This week’s (02/08) featured musicians are Louis Armstrong and Dinah Washington. You can listen to the show on SoundCloud.
August 8th, 1922 (just 6 months shy of 100 years ago), Louis Armstrong boarded a train from New Orleans to Chicago. He would stay in a boarding house at 3412 South Wabash Avenue, right in the middle of IIT’s campus (down by the Greek Quad).
He had received an invitation to join Joe “King” Oliver’s jazz band at Lincoln Gardens on 31st and Cottage Grove Ave. He played with King Oliver for 2 years before moving to New York to play in Fletcher Henderson’s jazz orchestra; moving back to Chicago after a year, when, in 1925, he got his first record deal with OKeh Records with him as the bandleader. “West End Blues” by Louis Armstrong and His Hot Five is from a later record in that deal, recorded in 1928. You’ll hear Louis Armstrong open the tune on trumpet with what is now one of the most famous openings in jazz; it’s beautiful and expressive and in some ways sets the tone for jazz in the years after.

- Parts of the exercise
**A)** Translate this sentence from the Louis Armstrong text into Spanish: "He had received an invitation to join Joe “King” Oliver’s jazz band at Lincoln Gardens on 31st and Cottage Grove Ave."
**B)** According to the Louis Armstrong text, with which record company did Armstrong sign his first record deal, and in what year?

- Supplied records
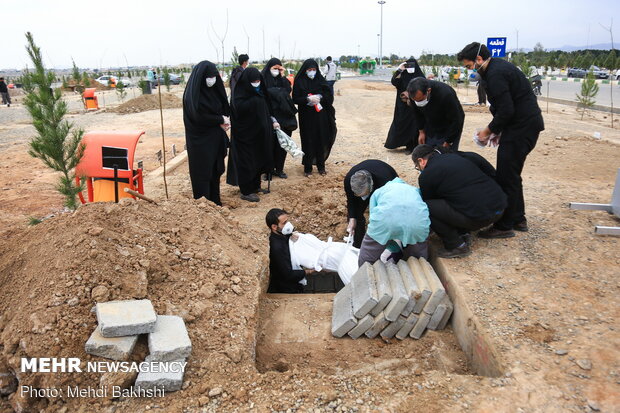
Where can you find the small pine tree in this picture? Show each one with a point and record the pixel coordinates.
(589, 90)
(120, 89)
(76, 73)
(57, 143)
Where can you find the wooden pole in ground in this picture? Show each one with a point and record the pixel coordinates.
(163, 139)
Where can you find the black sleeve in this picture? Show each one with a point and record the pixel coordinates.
(419, 116)
(498, 89)
(280, 260)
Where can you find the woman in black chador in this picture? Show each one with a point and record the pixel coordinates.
(404, 131)
(206, 117)
(251, 150)
(317, 116)
(278, 88)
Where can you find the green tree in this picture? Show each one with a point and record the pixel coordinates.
(120, 90)
(57, 143)
(167, 78)
(589, 90)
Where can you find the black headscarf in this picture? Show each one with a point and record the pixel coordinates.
(314, 86)
(199, 99)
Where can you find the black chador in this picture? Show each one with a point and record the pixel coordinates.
(251, 151)
(403, 131)
(317, 123)
(204, 107)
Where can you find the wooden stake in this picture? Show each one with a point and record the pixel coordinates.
(163, 139)
(139, 195)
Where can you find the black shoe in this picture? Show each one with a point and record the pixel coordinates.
(521, 226)
(467, 238)
(458, 252)
(492, 233)
(250, 198)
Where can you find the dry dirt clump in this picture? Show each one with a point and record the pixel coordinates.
(188, 257)
(148, 102)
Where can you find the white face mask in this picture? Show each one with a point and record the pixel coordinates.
(288, 228)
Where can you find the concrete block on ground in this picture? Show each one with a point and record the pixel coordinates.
(439, 292)
(420, 326)
(125, 318)
(384, 291)
(170, 340)
(393, 328)
(407, 326)
(399, 296)
(420, 279)
(343, 319)
(364, 293)
(440, 313)
(168, 380)
(380, 322)
(115, 348)
(444, 320)
(362, 326)
(411, 287)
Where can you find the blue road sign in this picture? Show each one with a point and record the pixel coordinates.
(497, 46)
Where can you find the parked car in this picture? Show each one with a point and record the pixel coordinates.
(578, 72)
(174, 79)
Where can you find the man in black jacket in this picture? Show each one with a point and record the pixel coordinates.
(359, 183)
(439, 114)
(459, 195)
(282, 277)
(517, 117)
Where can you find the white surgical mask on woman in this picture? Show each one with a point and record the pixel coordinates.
(288, 228)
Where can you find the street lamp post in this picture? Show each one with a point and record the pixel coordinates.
(381, 2)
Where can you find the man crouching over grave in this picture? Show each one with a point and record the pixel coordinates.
(399, 222)
(283, 278)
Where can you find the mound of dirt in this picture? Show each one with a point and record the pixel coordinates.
(148, 102)
(188, 257)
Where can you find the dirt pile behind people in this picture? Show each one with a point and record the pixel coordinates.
(148, 102)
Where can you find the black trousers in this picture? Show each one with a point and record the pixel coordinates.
(250, 187)
(511, 155)
(449, 223)
(482, 94)
(360, 231)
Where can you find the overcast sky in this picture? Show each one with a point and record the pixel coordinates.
(104, 34)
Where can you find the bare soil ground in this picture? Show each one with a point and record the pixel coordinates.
(548, 298)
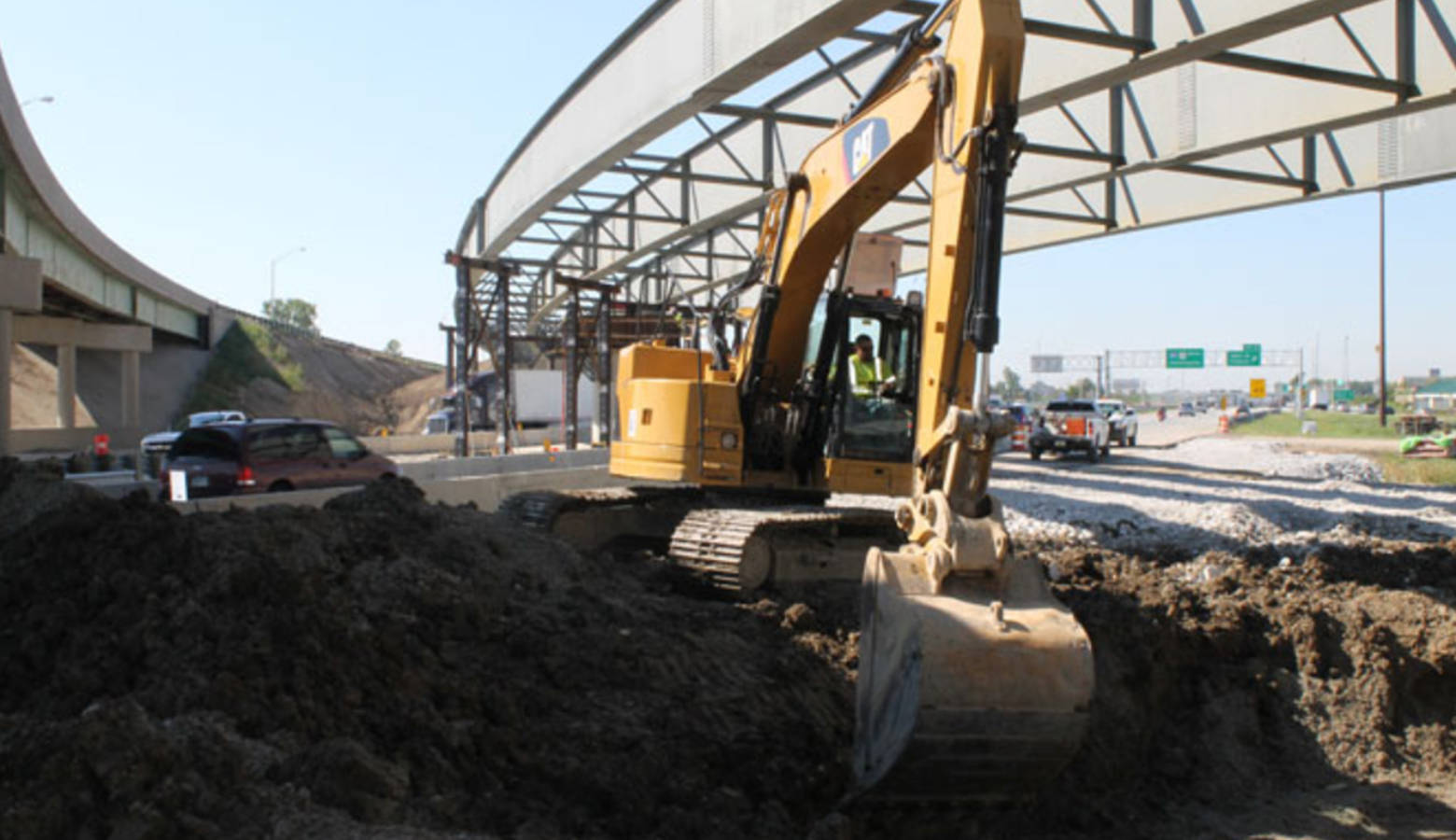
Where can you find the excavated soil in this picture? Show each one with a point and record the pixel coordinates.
(389, 668)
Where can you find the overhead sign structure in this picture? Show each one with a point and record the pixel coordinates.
(1251, 356)
(1184, 357)
(1045, 364)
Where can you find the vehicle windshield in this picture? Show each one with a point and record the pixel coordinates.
(204, 442)
(1069, 405)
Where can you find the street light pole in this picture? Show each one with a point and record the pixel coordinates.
(273, 270)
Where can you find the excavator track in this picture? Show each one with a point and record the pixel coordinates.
(590, 520)
(743, 549)
(738, 543)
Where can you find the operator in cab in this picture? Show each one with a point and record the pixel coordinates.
(870, 374)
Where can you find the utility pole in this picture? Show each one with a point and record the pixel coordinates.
(1382, 309)
(1299, 389)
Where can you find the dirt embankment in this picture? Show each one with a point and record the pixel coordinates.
(270, 371)
(385, 667)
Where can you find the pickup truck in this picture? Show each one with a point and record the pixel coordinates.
(1071, 426)
(1121, 420)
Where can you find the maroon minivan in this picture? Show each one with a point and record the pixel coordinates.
(268, 455)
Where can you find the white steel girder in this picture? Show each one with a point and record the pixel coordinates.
(650, 169)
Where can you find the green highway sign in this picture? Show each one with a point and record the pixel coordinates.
(1251, 356)
(1185, 357)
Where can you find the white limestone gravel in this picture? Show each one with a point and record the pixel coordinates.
(1216, 494)
(1211, 494)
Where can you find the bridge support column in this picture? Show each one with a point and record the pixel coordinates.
(7, 347)
(130, 389)
(65, 385)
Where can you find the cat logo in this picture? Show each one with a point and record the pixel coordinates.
(862, 145)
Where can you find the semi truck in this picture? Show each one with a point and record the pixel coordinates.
(539, 397)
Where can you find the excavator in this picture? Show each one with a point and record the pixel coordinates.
(974, 683)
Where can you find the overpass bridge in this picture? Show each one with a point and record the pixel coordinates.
(111, 324)
(647, 178)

- Responses by task
**A)** Había recibido una invitación para unirse a la banda de jazz de Joe “King” Oliver en Lincoln Gardens, en la calle 31 y Cottage Grove Ave.

**B)** OKeh Records, in 1925.